Page:
** start **

Kurt Elster: Of course. Yeah, rattle off. Just pick three. What are your three favorites? Give them the free plugs.

Emeric Harney: So, you know, I think that I’ll start with the one that I liked, which was Aimtell. Using push notifications as an added layer of connecting with our customers is nice. I am eager for the day that I have a more centralized communication between my push notifications and all my other areas of connecting with my customers. Maybe… I believe Klaviyo has said that that is something in their pipeline, whereby you can choose whether you want to send somebody an email, or a push notification, or an SMS, and for me I don’t really get behind the SMS thing.

Kurt Elster: Oh, really?

Emeric Harney: I find companies texting me obnoxious. The only company that texts me on a regular basis that I don’t mind is the local marijuana dispensary.

Kurt Elster: Right there with you, buddy.

Emeric Harney: When they have something new, I’m kind of curious. But more often than not, I just… Especially from a marketing perspective, it’s hard to justify that additional cost associated with SMS.

Kurt Elster: Right.

Emeric Harney: I don’t find that there’s platforms out there that really are able to identify, net new traffic, and focus on the fact that okay, we as a website have 55% of our traffic is mobile, but how much of that traffic is net new, and I’d like… I’d pay money to market to those people, but nobody’s really great. Because in the end when I’ve done these experiments with SMS, I find that the people using my SMS are the people that I’m already emailing. So, I’m just paying twice to market to the same people and I’m giving them a new discount earlier than I really want to.

Kurt Elster: Okay.

Emeric Harney: At this point, I mean, I think that maybe with Klaviyo there’s a way to get that a little bit more aligned, where they know more data, so they would be able to choose how you’re gonna send us-

Kurt Elster: Yeah. If you have everything, like both the SMS and the email living in one CRM with Klaviyo, I’m sure you could sort that out, you could segment it or use a flow filter on it to stop that. My experience with SMS has been positive, so I was surprised by that.

Emeric Harney: I just also… I look at our audience and our audience is a little bit… It’s a little less young, and so we… I can’t remember the term that Klaviyo talks about it, but 48% of our revenue comes from email, so it’s not like we’re in a position where email is not working. So, the ROI on Klaviyo is just massive for us.

Kurt Elster: With a store that has 51 apps, what’s it like trying to, like day to day, running a store with 51 apps. Are you like, “Man, everything’s perfect and all this stuff is handled for me in my super powerful widget-enabled store.” Or is it just like a game of whack a mole, eCommerce whack a mole every day?

Emeric Harney: I would say it’s generally whack a mole sometimes. You know, for instance we just switched to a new product filter search thing and there’s just… You know, there’s just layers and apps that when you have subscription products, and you have one-time purchase products, and you’ve got a loyalty program, and you’ve got the instant add to cart situation and you want to add to cart from collection, and you’ve got product SKUs and whether it’s $3 or $20, and people feel like you’ve bait and switched them. Which is what we dealt with yesterday.

Kurt Elster: Oh, right. Yeah, because just… and you hadn’t. It was just the way… They didn’t like the way prices were displayed in the collection.

** end **

Short problem 1:
In the podcast conversation about store apps, what share of the store's revenue does Emeric Harney say comes from email?
Short problem 2:
Carry on the podcast conversation about store apps and marketing, starting right after its final line.

Contour labeling items:
** start **

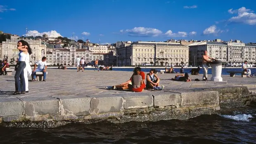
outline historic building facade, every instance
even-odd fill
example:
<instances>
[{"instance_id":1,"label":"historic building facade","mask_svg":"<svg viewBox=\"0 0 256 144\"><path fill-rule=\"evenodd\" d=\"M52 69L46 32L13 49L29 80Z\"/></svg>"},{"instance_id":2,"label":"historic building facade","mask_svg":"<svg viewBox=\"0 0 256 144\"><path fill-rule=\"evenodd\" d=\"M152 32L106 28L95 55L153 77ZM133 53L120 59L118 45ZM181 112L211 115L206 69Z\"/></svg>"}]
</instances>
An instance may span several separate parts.
<instances>
[{"instance_id":1,"label":"historic building facade","mask_svg":"<svg viewBox=\"0 0 256 144\"><path fill-rule=\"evenodd\" d=\"M256 45L247 44L239 40L234 42L202 42L189 45L190 64L200 66L202 64L202 55L205 50L208 55L216 59L224 61L241 62L247 60L255 63Z\"/></svg>"},{"instance_id":2,"label":"historic building facade","mask_svg":"<svg viewBox=\"0 0 256 144\"><path fill-rule=\"evenodd\" d=\"M10 39L7 39L6 41L2 42L1 52L1 58L6 59L10 62L11 59L17 59L19 58L19 50L17 49L17 43L20 40L19 37L11 37ZM41 59L42 57L46 54L46 46L40 40L24 39L28 43L31 49L32 53L30 55L30 61L32 64Z\"/></svg>"},{"instance_id":3,"label":"historic building facade","mask_svg":"<svg viewBox=\"0 0 256 144\"><path fill-rule=\"evenodd\" d=\"M71 66L75 64L76 59L79 56L83 57L86 63L93 60L92 52L85 49L76 49L70 47L67 49L58 49L47 51L46 62L52 66L66 65Z\"/></svg>"},{"instance_id":4,"label":"historic building facade","mask_svg":"<svg viewBox=\"0 0 256 144\"><path fill-rule=\"evenodd\" d=\"M136 42L116 49L118 66L188 64L188 47L177 43Z\"/></svg>"}]
</instances>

** end **

Output 1:
48%

Output 2:
Emeric Harney: Right. And in the end, when you add something to your cart, it’s still telling you the actual price, but we dealt with this situation where a large number of customers started engaging with us on Shopify chat and yelling at my sweet lady that sits behind that computer, and you know, it oftentimes… There’s a lot of things that create conflict when you have so many different experiences, and apps, and we’ve got the Cookiebot GDPR, and we’ve got… We had Yieldify, which was that exit intent thing that we were doing, and now Nosto, and Printify on demand, and now we’ve got… We’re doing a lot of affiliate marketing, so there’s that to worry about. There’s just all these ways that these things interact that is generally not seamless, and Shopify-

Kurt Elster: Very much it turns into a Rube Goldberg machine where at the end, the goal is a sale. But along the way, as you add more and more pieces, there’s just more to go wrong.

Emeric Harney: Absolutely. And you’ve been… I think we’ve been working together I think it’s been three years. I think it’s been three years. I think when we first redesigned the website from whatever basic Shopify block theme, we were on Block Shop or something, to Out of the Sandbox, I think at that point we had 37 apps. So, I did manage to delete two while we were talking, so now I’m down to 49.

Kurt Elster: Congratulations!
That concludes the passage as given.